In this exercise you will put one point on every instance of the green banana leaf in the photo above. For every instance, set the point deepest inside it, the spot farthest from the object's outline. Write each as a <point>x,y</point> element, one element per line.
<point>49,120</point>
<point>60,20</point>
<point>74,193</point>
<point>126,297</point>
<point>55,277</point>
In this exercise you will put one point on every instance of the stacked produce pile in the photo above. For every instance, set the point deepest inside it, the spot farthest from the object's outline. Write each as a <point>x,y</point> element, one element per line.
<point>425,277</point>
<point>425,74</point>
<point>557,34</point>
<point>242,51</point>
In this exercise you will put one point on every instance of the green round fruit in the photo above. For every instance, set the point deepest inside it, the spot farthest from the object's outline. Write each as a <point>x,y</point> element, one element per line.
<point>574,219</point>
★ ★ ★ ★
> _GIVEN EXERCISE_:
Write the data back out verbatim.

> _TASK RESULT_:
In this exercise you will put one point on every instance of the green banana leaf in the photo above. For every instance, set the point deepest inside it, the spot farthest from the object's outline. Write each as a <point>x,y</point> element, one element per line.
<point>49,120</point>
<point>60,20</point>
<point>74,193</point>
<point>126,297</point>
<point>55,277</point>
In this exercise you will put one point on every instance of the stacked produce pile in the photo above. For every instance, set the point deepest inside it, the spot farthest from the object's outline. Write each as a <point>x,y</point> element, one element per line.
<point>425,277</point>
<point>425,74</point>
<point>557,34</point>
<point>242,51</point>
In this exercise you will put one point on every instance of the green round fruit in the photo above. For every instance, set the point deepest inside it, the spot farthest from the object's outline. Write each as a <point>x,y</point> element, one element per line.
<point>574,219</point>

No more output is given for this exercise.